** START Extracted entries **

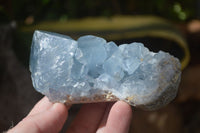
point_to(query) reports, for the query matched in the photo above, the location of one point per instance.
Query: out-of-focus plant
(33, 11)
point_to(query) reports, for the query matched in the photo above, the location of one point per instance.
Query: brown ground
(17, 95)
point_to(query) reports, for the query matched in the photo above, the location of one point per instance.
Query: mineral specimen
(93, 70)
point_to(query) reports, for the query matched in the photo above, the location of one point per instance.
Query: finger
(119, 118)
(43, 105)
(88, 118)
(49, 121)
(102, 125)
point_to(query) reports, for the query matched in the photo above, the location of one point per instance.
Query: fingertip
(119, 118)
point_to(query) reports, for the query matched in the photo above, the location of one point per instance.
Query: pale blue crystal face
(66, 70)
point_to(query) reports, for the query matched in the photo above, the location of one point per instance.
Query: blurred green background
(17, 95)
(33, 11)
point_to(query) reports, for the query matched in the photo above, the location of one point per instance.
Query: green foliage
(33, 11)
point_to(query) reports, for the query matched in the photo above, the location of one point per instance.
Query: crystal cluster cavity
(94, 70)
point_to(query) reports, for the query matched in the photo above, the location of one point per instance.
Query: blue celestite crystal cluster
(92, 70)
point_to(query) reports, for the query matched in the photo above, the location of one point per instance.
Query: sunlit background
(175, 25)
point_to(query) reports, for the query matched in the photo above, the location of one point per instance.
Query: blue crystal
(92, 70)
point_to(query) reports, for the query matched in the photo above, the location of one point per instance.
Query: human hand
(47, 117)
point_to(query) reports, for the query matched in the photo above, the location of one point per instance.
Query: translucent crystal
(93, 70)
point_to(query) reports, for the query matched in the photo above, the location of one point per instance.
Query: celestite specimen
(93, 70)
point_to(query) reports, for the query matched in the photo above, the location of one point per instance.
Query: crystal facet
(93, 70)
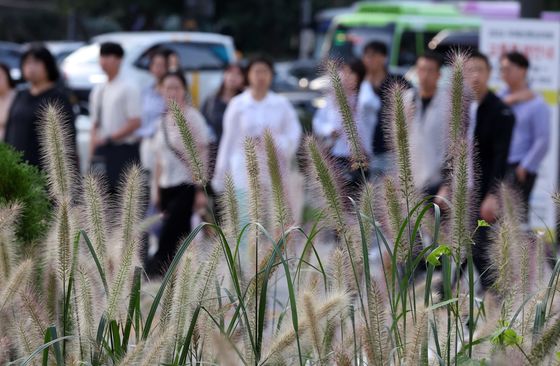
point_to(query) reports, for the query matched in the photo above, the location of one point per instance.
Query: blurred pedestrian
(531, 135)
(177, 195)
(214, 107)
(380, 80)
(39, 69)
(428, 128)
(7, 95)
(250, 114)
(489, 133)
(153, 106)
(115, 113)
(329, 127)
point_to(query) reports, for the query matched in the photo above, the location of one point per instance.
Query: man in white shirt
(428, 129)
(115, 113)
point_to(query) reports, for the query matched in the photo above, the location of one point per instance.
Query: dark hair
(357, 67)
(111, 49)
(481, 56)
(432, 56)
(39, 52)
(517, 58)
(162, 52)
(260, 59)
(376, 47)
(229, 68)
(179, 75)
(6, 70)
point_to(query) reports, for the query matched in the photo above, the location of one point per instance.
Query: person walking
(115, 113)
(214, 107)
(24, 123)
(380, 80)
(177, 195)
(7, 95)
(428, 128)
(531, 135)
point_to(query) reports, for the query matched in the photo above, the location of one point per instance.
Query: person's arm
(227, 143)
(540, 125)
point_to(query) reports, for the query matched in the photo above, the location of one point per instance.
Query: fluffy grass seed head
(357, 151)
(194, 157)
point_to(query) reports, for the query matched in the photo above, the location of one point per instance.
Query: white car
(203, 57)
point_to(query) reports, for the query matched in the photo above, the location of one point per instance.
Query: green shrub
(26, 184)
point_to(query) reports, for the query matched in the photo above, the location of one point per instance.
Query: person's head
(260, 72)
(173, 61)
(478, 73)
(234, 79)
(158, 64)
(38, 65)
(6, 81)
(175, 87)
(374, 56)
(111, 55)
(352, 73)
(428, 68)
(513, 68)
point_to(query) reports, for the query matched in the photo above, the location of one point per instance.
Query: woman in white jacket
(176, 194)
(250, 114)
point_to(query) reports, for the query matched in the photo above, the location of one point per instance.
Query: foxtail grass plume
(131, 211)
(399, 136)
(459, 99)
(193, 156)
(357, 151)
(9, 215)
(461, 243)
(323, 172)
(255, 189)
(56, 149)
(18, 279)
(95, 202)
(281, 209)
(314, 329)
(230, 210)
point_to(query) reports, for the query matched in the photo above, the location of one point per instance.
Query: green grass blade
(96, 260)
(182, 249)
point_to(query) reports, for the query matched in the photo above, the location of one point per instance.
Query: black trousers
(524, 189)
(177, 206)
(112, 159)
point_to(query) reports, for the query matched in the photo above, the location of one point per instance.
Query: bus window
(349, 42)
(407, 49)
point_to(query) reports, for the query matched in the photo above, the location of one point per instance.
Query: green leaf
(434, 256)
(483, 223)
(506, 337)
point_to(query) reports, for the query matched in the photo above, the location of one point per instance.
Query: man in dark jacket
(491, 128)
(374, 58)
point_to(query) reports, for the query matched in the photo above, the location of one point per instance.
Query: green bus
(408, 29)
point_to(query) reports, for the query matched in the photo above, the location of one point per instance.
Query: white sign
(540, 41)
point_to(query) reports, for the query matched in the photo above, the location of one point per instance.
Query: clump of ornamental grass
(130, 213)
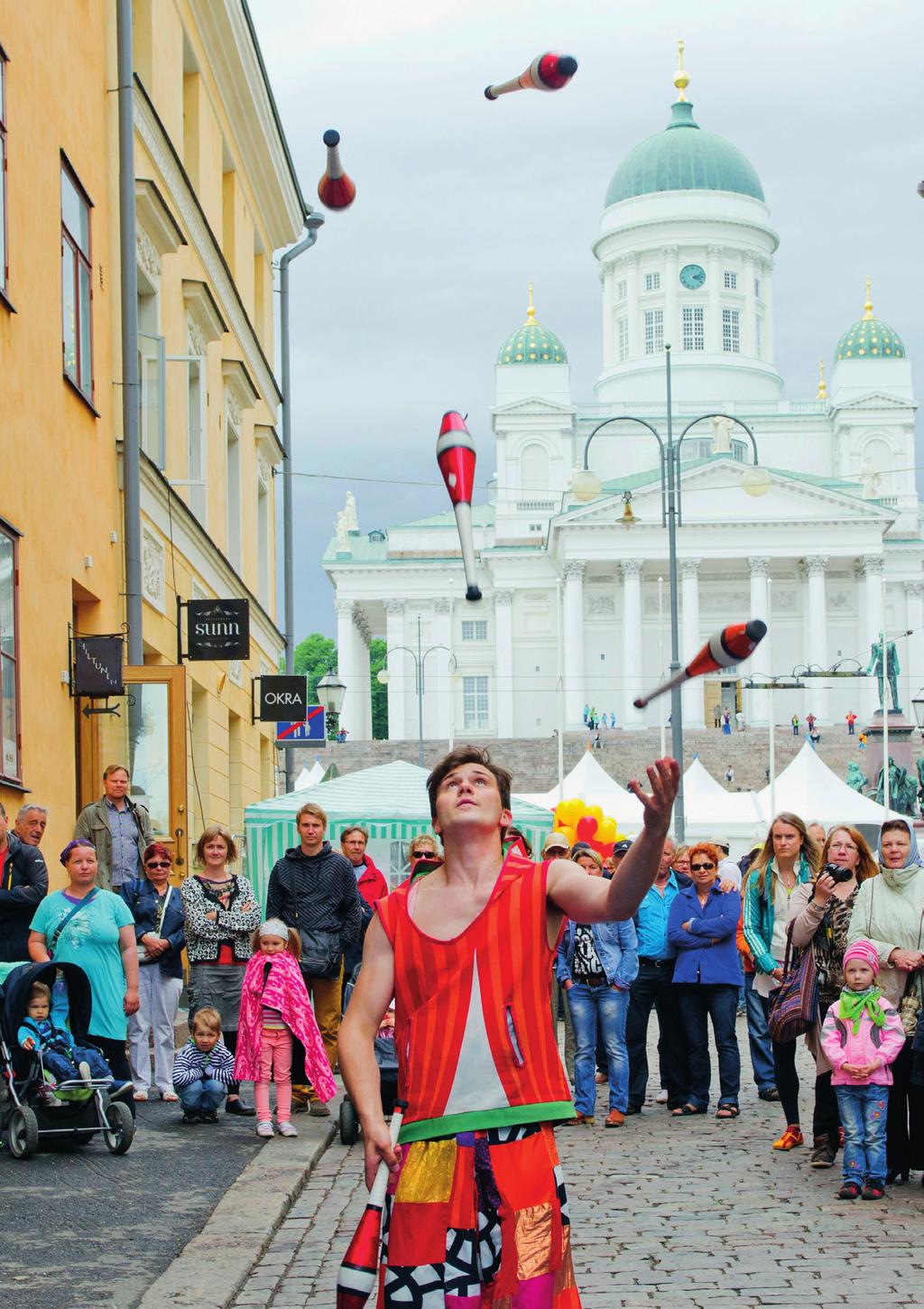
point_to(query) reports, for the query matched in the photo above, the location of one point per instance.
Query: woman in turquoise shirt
(790, 858)
(93, 928)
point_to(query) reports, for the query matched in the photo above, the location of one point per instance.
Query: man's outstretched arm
(593, 899)
(371, 999)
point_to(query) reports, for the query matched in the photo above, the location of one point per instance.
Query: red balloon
(587, 828)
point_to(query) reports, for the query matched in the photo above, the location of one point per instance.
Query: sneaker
(790, 1137)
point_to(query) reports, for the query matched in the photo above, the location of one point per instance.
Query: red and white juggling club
(456, 456)
(336, 189)
(546, 72)
(359, 1270)
(725, 648)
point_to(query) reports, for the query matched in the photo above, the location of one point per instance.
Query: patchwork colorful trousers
(479, 1221)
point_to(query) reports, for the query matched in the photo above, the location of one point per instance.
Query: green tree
(380, 694)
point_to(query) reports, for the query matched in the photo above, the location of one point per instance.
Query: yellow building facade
(215, 195)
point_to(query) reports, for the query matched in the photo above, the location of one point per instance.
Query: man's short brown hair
(310, 808)
(467, 754)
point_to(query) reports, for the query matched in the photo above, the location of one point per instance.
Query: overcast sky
(401, 307)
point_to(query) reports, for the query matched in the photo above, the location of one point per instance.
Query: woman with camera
(819, 916)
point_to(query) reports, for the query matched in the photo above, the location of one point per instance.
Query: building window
(5, 250)
(731, 331)
(76, 283)
(474, 703)
(694, 328)
(9, 671)
(653, 331)
(622, 338)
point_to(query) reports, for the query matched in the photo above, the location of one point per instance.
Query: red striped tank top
(473, 1015)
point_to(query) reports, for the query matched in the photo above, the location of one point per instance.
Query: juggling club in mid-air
(546, 72)
(725, 648)
(336, 189)
(456, 456)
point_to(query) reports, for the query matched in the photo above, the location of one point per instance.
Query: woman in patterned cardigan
(819, 915)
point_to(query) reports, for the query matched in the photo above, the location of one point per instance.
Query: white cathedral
(575, 605)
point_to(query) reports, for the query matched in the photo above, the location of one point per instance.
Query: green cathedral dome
(683, 157)
(531, 343)
(869, 338)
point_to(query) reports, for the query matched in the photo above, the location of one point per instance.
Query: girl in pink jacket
(862, 1035)
(273, 1007)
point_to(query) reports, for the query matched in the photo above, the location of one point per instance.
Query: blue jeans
(598, 1008)
(863, 1113)
(719, 1003)
(758, 1037)
(202, 1096)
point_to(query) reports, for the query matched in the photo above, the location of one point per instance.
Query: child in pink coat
(273, 1007)
(862, 1035)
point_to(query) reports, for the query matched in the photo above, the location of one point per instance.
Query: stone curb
(212, 1267)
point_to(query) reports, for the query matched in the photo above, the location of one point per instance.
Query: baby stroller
(31, 1111)
(386, 1058)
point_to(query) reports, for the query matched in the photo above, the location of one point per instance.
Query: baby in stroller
(61, 1059)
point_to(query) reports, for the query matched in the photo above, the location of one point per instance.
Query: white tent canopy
(809, 788)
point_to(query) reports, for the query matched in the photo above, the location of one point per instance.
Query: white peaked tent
(593, 784)
(809, 788)
(699, 782)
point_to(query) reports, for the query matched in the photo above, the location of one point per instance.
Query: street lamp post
(419, 660)
(587, 486)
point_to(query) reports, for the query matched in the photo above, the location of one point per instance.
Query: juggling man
(476, 1207)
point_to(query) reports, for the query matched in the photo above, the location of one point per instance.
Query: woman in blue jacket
(157, 909)
(702, 928)
(596, 965)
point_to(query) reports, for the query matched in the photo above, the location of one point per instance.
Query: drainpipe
(131, 445)
(313, 221)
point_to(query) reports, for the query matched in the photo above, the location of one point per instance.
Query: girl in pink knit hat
(862, 1035)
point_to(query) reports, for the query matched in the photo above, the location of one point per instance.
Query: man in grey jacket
(118, 829)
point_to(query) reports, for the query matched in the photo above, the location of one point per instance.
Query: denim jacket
(616, 947)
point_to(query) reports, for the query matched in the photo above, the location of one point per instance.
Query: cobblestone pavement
(686, 1212)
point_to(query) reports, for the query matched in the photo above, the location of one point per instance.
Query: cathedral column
(671, 325)
(631, 569)
(572, 640)
(691, 692)
(504, 661)
(714, 309)
(635, 342)
(759, 701)
(873, 567)
(816, 635)
(394, 636)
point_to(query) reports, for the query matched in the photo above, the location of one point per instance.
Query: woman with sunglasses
(819, 916)
(157, 909)
(788, 859)
(702, 928)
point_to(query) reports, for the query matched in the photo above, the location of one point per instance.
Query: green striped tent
(389, 800)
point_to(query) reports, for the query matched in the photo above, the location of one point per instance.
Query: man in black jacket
(23, 881)
(314, 890)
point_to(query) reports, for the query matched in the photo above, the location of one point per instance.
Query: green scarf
(855, 1003)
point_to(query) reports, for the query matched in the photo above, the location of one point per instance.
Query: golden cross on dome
(680, 78)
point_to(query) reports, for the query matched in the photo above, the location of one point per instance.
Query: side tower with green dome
(686, 256)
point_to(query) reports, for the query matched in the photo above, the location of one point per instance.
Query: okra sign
(217, 628)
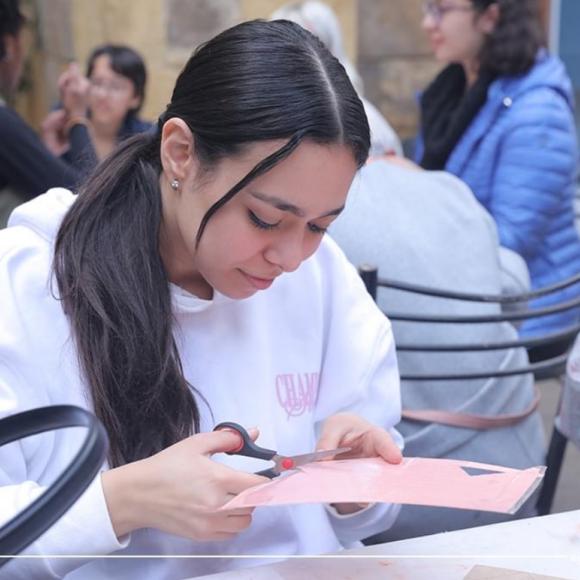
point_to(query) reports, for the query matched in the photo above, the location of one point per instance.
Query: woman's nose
(288, 253)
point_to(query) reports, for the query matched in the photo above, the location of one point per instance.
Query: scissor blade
(316, 456)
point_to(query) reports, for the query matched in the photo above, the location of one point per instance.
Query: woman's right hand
(74, 91)
(180, 490)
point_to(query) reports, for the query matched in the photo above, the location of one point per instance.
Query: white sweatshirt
(283, 360)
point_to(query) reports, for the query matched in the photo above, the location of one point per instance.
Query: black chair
(41, 514)
(551, 367)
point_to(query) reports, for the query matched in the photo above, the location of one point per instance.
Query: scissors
(281, 462)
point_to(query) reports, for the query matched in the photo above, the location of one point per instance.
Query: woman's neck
(471, 69)
(104, 139)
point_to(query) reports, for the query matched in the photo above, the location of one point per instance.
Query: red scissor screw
(287, 463)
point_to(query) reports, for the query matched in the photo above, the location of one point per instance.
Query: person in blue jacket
(500, 117)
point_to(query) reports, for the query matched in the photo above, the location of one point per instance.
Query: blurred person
(117, 78)
(27, 167)
(427, 228)
(500, 117)
(320, 19)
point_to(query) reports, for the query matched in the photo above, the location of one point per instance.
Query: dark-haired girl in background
(117, 77)
(500, 117)
(193, 284)
(113, 97)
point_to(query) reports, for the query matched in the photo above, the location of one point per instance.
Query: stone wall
(383, 37)
(163, 31)
(394, 59)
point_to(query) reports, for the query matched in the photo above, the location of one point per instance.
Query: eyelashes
(262, 225)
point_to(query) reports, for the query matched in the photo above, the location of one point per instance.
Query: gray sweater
(427, 228)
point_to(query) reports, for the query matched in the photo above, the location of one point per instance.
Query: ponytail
(115, 292)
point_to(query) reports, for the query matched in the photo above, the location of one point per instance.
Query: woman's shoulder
(546, 82)
(26, 244)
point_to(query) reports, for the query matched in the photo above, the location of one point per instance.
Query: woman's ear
(177, 150)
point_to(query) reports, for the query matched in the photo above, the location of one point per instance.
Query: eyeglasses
(437, 11)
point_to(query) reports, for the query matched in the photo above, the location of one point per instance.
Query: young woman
(500, 117)
(113, 94)
(320, 19)
(191, 283)
(117, 78)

** END Extracted entries **

### Exercise prompt
Please count the lines in the material above that contain the word "background" and reply with only that number.

### The response
3